:: ARTICLE ::
※

I will admit that I was a little skeptical about seeing Legally Blonde – The Musical as the film is not on my list of favourites. In fact I remember being heavily persuaded to watch the film one evening as part of a girls’ night in whilst working at Disneyland in Paris. Despite this however, I had heard some very good reviews about the musical and wanted to give it a try. I also have a friend in the chorus and obviously wanted to see her.
As soon as you walk into the theatre, the atmosphere is full of anticipation for a fun, girly evening and the opening of the show does not disappoint. Set for the first part in fictional stateside sorority house Alpha Nu, we see a group of girls excited about the upcoming announcement of their head girl, Elle Woods. The news is that Elle’s boyfriend is taking her out that evening with the intention of proposing to her; at least this is what she is expecting. In frantic preparation Margot, Serena and Pilar establish themselves as her 3 main allies, with the other sorority girls following in earnest. The girls sing in close harmony, full of energy and with enough excitement to fill the whole theatre. In reality, Elle’s boyfriend is actually taking her out for a beautiful, romantic dinner…..to break up with her. In his quest to become a lawyer and train at the prestigious Harvard Law School, he feels that he must have a sensible girlfriend and Elle no longer fits into this picture. A devastated Elle is determined to prove to him that she can be sensible and swats up until she herself is accepted into Harvard Law School (with an interesting application technique). As the two regularly meet on campus, is becomes clear that Elle’s mind deteriorates each time she sees him, whilst he on the other hand has found his new sensible girlfriend, who soon becomes his fiancé. After an embarrassing display at a party, Elle is befriended by senior student and legal intern Emmett. With a sympathetic ear, and a story of personal triumph, Emmett persuades Elle to apply herself, study hard and try to forget about her ex. This leads to all sorts of personal achievements for her.
Susan McFadden stars as the blonde haired, pink-loving, socialite and sorority girl Elle Woods, and her first appearance highly built up by the excitement of her girlfriends. On the very first impression, her voice is sweet, her smile is sparkling and her eyes bright. Having watched this McFadden in the reality TV casting show Grease is the Word I knew she had a pretty voice and that she was a capable actress, but I was impressed at how much stronger her performance was in Legally Blonde. She performed with confidence and carried the show very well. Part of me does wish I had seen Olivier Award winner Sheridan Smith in the title role, only because McFadden portrayed the character as sweet, cute and silly and I feel Smith, with her background in comedy, would have got all the comic timing perfect and brought the ditzy side of Elle to the surface more. The audience did believe in McFadden however, and in the character’s quiet determination. Potential blonde-bimbo Elle becomes even more likable when the audience sees the relationship with her confidant and mentor Emmett grow and blossom. The pair are a lovely match, so much so that the ripples of ‘awww’ throughout the audience increased as the show progressed and you could feel everyone rooting for this couple to realise their feelings for each other.

※

:: WORK INSTRUCTIONS ::
Rewrite the stretch of the review from "I will admit" through "to see her.", changing "film" to "movie". The lines that follow aren't needed for anything here.

:: PROVIDED DATA ::
※

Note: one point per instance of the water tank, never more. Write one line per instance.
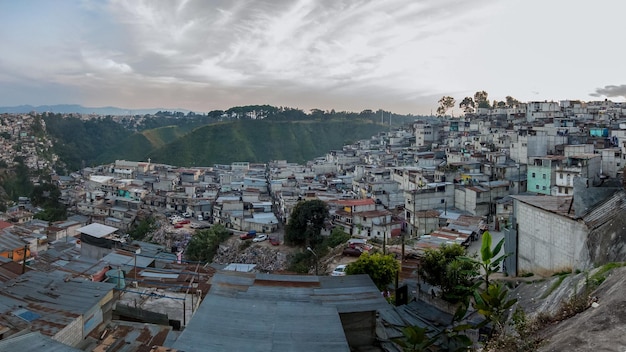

※

:: CORRECT RESPONSE ::
I will admit that I was a little skeptical about seeing Legally Blonde – The Musical as the movie is not on my list of favourites. In fact I remember being heavily persuaded to watch the movie one evening as part of a girls’ night in whilst working at Disneyland in Paris. Despite this however, I had heard some very good reviews about the musical and wanted to give it a try. I also have a friend in the chorus and obviously wanted to see her.